READING PASSAGE =>
* start *

Article

 

Return to Unity
By: Nayef Hawatmeh*

October 16, 2005

 
Five years have passed since the outbreak of the freedom and independence Intifada. During this period, many significant events took place that brought change after so many years of Oslo delusions warped the truth. The Oslo years dressed in lies the partial and fragmented solutions determined by an Israeli vision and supported by America. They were removed from solutions that would guarantee minimum national rights of the Palestinian people in an independent state established on all of the territories occupied in 1967 with Jerusalem as its capital and the right to self-determination and the return of refugees in accordance with United Nations General Assembly Resolution (UNGA) 194.

* end *

Named-object pointing records:
* start *

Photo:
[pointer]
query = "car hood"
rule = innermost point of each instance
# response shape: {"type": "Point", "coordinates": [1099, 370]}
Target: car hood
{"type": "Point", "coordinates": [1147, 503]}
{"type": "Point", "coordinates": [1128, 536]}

* end *
* start *

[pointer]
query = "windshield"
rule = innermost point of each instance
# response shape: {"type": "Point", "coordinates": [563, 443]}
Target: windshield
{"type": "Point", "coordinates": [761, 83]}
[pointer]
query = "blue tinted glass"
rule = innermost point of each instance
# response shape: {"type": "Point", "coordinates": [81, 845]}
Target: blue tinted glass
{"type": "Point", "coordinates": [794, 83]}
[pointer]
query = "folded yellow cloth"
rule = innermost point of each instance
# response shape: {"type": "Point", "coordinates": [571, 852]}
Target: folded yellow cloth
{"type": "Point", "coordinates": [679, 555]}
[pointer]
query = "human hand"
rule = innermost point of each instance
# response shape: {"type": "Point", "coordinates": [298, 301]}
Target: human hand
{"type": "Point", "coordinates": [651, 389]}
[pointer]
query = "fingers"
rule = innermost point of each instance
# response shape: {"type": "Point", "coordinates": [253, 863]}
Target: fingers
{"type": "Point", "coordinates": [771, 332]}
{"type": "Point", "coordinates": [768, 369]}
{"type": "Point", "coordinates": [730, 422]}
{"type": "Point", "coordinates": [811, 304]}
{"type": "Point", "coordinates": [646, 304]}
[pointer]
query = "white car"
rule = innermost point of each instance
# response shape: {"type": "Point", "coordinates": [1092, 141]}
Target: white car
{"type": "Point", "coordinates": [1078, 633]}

* end *

REQUIRED WORK => Carry on the article about the five years since the Intifada began, picking up right after its last sentence. None of this material is needed here.

THE OUTPUT =>
A result of this new Intifada is that the Palestinian problem has reached a state of ultimate atrophy. It is no longer possible for Israeli-American solutions proposed over the last decade to force themselves on the issue. They tried between Madrid and Oslo, and continued until reaching a dead end in May 1999. Then they tried again with the Camp David II negotiations in July 2000, which also led to a dead end. Likewise the proposals of US President Bill Clinton on 20 December 2000 led us back to the wall. All of these proposals failed because they overlooked the minimal national rights of the Palestinian people and the peoples of the Arab nation. These solutions were determined by an Israeli-American vision that sought to make permanent Israeli expansionist ambitions in the Palestinian territories on a wider scale than the Zionist colonialist project of 1948. These ambitions sought to underline the June 1967 defeat and occupy all Palestinian lands in addition to neighbouring Arab territory (Sinai and the Golan Heights) with the hope of forcing into reality a new map for the State of Israel in which a unified Jerusalem, or most of the city, would be the "eternal Jewish capital". This is what the Camp David II proposals provided for, the result of agreements between the government of Barak and the Clinton administration.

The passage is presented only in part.